AUFGABENSTELLUNG: Führe den unten stehenden Forenthread zur Wahl einer NAS-Festplatte im Anschluss an seinen letzten Abschnitt weiter.
═════ AUSGANGSTEXT
# NAS Festplatte, WD My Book Live oder WD My Cloud



## KrassDreadHead (24. März 2014)

Hi! 

Ich bin am überlegen mir eine NAS Festplatte zuzulegen.

Meine 2 Favoriten sind die WD My Book Live und die WD My Cloud.

Eigentlich war ich kurz davor mir eine WD My Book Live zu bestellen, dadurch bin ich dann erst auf die "My Cloud" gestoßen.
Was sind eigentlich die Unterschiede? Nach dem was ich herausfinden konnte, hat die "My Cloud" Gigabit-Ethernet, USB 3.0 und einen DualCore Prozessor.
Die "My Book Live" hat dagegen "nur" Ethernet und kein USB3.0. geschweige denn einen DualCore Prozessor.

Die NAS Festplatte möchte ich hauptsächlich zum zentralen Speicher meiner Daten (Fotos, Filme, etcpp) nutzen und wenn alles klappt sogar zum Filme über das Internet streamen (10Mbit/s Upload vorhanden).

Nun ist die Frage, ob der DualCore Prozessor ein Mehr an Leistung bring? 
Und ist es vorallem ein Unterschied mit dem normalen Ethernet zum Gigabit Ethernet?
Der USB3.0 Anschluss zwecks Erweiterung ist natürlich cool, aber eher nice to have.

Was meint Ihr?


----------



## Herbboy (24. März 2014)

Das myCloud kann wohl softwareseitig einiges mehr, aber für das, was Du beschrieben hast, würde an sich auch eine stinknormale Netzwerk-HDD völlig reichen. Du willst ja einfach nur Daten speichern und die per PC abrufen. Den Stream zB sendet ja der PC, das muss nicht die Platte selbst können.

Der Dualcore wäre dann eben für spezielle Software, Apps usw. hilfreich, der sorgt aber nicht dafür, dass die Daten schneller fließen. Vlt. könntest Du zB sogar von der Platte einen Stream starten ohne PC oder so was, da musst Du mal genauer schauen, was da bei den Features und den "Apps" steht.

Wegen USB und LAN: auch ein Nicht-Gbit-LAN wäre schnell genug, um die Daten zu transportieren, die ein zB FullHD-Film hat. Du hast dann 100mBit, das reicht locker - zB für Internet-TV braucht man ja nur 16mBit (DSL 16k), d.h. auch wenn Du einen Film, der selbst für FullHD ungewöhnlich viele MB/s hat, auf den PC lädst, reicht das locker aus, und fürs Streamsenden würdest Du dann die Qualität runterrechnen lassen, damit es für den Upload von 10mbit ausreicht

 Selbst USB2.0 würde dafür reichen. Da wäre es also nicht nötig, dass man unbedingt USB3.0 nimmt, außer Du willst vlt. oft Daten kopieren und dafür dann die Platte DIREKT per USB ohne Netzwerk verbinden und dabei halt schneller kopieren können


----------



## KrassDreadHead (24. März 2014)
══════════
═════ BEREITGESTELLTES MATERIAL
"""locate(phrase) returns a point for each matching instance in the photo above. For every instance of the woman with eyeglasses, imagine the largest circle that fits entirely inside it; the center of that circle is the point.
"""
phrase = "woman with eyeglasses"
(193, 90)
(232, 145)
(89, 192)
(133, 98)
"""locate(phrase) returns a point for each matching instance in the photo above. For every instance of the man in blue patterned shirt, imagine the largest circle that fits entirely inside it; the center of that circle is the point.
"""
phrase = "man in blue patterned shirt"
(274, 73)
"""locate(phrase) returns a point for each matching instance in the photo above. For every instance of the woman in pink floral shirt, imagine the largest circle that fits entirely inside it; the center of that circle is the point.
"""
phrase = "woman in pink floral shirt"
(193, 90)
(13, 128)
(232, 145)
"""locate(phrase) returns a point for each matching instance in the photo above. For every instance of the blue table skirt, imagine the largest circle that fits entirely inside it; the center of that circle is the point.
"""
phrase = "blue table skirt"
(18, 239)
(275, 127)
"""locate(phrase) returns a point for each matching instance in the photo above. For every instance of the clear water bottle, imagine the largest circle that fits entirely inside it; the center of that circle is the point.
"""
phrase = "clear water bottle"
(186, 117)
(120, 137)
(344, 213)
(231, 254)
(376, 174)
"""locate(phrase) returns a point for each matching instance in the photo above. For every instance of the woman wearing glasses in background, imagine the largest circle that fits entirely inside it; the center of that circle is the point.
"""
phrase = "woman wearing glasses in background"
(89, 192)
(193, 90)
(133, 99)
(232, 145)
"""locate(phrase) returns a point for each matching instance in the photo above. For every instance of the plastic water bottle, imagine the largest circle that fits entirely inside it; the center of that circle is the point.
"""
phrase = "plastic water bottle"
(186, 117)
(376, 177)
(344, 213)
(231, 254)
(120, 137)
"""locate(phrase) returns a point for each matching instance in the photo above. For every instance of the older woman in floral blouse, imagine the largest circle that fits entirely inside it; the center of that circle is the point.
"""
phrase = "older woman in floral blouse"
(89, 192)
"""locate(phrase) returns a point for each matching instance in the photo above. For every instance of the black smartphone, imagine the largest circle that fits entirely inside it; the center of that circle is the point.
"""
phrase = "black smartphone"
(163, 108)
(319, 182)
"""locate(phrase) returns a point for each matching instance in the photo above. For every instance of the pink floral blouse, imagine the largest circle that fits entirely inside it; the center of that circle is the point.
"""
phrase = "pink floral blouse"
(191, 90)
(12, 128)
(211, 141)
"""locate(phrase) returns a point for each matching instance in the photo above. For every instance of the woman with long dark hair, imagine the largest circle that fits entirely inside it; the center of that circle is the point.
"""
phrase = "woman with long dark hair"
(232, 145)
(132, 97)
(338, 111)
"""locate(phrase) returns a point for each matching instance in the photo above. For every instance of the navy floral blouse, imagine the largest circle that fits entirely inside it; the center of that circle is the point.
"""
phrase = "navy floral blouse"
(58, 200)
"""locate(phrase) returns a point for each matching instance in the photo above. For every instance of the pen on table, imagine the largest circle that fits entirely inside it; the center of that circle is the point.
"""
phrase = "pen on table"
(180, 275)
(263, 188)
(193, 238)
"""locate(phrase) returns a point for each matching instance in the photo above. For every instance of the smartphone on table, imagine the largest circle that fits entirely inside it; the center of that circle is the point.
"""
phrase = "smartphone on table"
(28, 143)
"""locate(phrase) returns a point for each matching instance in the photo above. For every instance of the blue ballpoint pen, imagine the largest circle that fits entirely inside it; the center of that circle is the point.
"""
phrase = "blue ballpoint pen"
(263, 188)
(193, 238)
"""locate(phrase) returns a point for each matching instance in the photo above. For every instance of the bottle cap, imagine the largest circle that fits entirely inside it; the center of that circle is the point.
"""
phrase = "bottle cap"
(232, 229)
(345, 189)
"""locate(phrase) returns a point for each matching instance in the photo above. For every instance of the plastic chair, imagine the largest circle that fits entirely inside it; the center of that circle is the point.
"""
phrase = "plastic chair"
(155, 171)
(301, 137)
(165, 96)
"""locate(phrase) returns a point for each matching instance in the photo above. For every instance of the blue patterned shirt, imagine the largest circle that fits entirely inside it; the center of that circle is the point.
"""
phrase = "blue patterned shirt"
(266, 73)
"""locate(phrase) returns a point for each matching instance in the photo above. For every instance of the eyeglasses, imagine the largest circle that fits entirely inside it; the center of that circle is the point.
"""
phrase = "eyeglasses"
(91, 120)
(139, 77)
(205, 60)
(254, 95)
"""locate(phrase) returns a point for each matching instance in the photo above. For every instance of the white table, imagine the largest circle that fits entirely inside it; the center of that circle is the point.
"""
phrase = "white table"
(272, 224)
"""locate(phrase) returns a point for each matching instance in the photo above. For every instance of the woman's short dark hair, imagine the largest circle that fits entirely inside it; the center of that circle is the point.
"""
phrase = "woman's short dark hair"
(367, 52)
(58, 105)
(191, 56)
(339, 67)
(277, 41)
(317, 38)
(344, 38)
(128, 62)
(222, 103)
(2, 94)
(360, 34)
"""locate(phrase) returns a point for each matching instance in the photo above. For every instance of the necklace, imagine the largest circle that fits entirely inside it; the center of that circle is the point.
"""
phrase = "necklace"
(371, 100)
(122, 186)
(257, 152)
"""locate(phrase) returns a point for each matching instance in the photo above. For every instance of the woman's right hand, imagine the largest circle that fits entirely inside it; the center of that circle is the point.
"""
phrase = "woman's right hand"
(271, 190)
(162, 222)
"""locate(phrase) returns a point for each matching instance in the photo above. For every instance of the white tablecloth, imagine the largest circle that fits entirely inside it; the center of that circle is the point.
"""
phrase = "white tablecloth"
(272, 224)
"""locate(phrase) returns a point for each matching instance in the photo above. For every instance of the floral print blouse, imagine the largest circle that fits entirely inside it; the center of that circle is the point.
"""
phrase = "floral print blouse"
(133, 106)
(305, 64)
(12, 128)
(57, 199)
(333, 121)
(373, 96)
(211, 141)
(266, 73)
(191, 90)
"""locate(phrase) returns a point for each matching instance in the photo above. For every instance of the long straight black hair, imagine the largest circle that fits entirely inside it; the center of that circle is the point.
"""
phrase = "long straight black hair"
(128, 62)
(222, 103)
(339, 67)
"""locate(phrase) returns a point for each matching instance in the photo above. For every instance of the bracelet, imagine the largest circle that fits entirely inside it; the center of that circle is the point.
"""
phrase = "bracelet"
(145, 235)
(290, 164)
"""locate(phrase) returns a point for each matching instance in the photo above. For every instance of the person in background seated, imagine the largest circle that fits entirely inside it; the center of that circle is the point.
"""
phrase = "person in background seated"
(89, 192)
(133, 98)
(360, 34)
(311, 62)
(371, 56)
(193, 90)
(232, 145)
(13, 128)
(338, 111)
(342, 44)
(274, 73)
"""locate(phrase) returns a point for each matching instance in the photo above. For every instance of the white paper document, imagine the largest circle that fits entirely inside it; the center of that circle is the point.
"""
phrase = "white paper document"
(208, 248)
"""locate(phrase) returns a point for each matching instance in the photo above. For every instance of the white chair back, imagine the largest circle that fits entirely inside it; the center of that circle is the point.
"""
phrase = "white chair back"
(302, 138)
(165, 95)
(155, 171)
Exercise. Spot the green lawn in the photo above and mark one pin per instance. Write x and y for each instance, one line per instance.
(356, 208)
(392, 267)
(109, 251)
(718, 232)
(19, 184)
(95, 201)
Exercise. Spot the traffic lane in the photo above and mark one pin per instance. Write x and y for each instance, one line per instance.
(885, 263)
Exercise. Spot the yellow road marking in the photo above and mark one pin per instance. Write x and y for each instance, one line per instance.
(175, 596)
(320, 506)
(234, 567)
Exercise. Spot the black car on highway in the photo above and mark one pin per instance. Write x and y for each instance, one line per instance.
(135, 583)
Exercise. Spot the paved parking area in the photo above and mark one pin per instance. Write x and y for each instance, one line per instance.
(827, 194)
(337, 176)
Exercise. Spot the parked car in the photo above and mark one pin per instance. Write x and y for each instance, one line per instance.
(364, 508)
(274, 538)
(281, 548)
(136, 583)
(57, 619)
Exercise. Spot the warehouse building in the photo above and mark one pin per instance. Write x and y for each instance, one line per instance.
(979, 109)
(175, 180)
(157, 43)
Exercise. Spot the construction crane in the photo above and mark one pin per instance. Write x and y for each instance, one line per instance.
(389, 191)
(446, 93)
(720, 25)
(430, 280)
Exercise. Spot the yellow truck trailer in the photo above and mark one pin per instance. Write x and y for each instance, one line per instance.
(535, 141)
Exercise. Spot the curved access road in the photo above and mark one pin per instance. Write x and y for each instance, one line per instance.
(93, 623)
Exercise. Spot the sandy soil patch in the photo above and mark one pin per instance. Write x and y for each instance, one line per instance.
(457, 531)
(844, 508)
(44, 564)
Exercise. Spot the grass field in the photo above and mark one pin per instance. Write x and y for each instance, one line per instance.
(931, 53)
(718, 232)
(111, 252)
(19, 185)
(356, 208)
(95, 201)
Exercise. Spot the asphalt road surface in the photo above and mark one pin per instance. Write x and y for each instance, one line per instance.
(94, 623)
══════════
LÖSUNG DER AUFGABE:
Herbboy schrieb:


> Das myCloud kann wohl softwareseitig einiges mehr, aber für das, was Du beschrieben hast, würde an sich auch eine stinknormale Netzwerk-HDD völlig reichen. Du willst ja einfach nur Daten speichern und die per PC abrufen. Den Stream zB sendet ja der PC, das muss nicht die Platte selbst können.
> 
> Der Dualcore wäre dann eben für spezielle Software, Apps usw. hilfreich, der sorgt aber nicht dafür, dass die Daten schneller fließen. Vlt. könntest Du zB sogar von der Platte einen Stream starten ohne PC oder so was, da musst Du mal genauer schauen, was da bei den Features und den "Apps" steht.


 
Was kann die MyCloud denn softwareseitig besser?
Ich weiß nicht ob Du mich falsch verstanden hast oder ob ich gerade einen Denkfehler habe. Aber wie meinst Du das, dass die Festplatte eventuell sogar selbst einen Stream starten kann? Ich dachte, dass wäre selbstverständlich, dafür kaufe ich doch eine NAS Festplatte. Ich stell mir das so vor, dass ich über das Internet auf die Dateien auf der NAS zugreifen kann und dann bei Bedarf auch meine Filmdateien abspiele. Gestreamt wird dann doch automatisch und ohne die HIlfe eines PC's ?


----------



## Herbboy (24. März 2014)

Die Frage ist, was Du vorhast. Du kannst ja auch einfach die Datei von der NAS "laden" und zB von einem Tablet aus "abspielen", als sei die Festplatte eine im Tablet eingebaute Platte - das ist dann ja kein Videostream, sondern du lädst die Datei quasi runter und spielst sie mit einem Programm auf dem Tablet ab.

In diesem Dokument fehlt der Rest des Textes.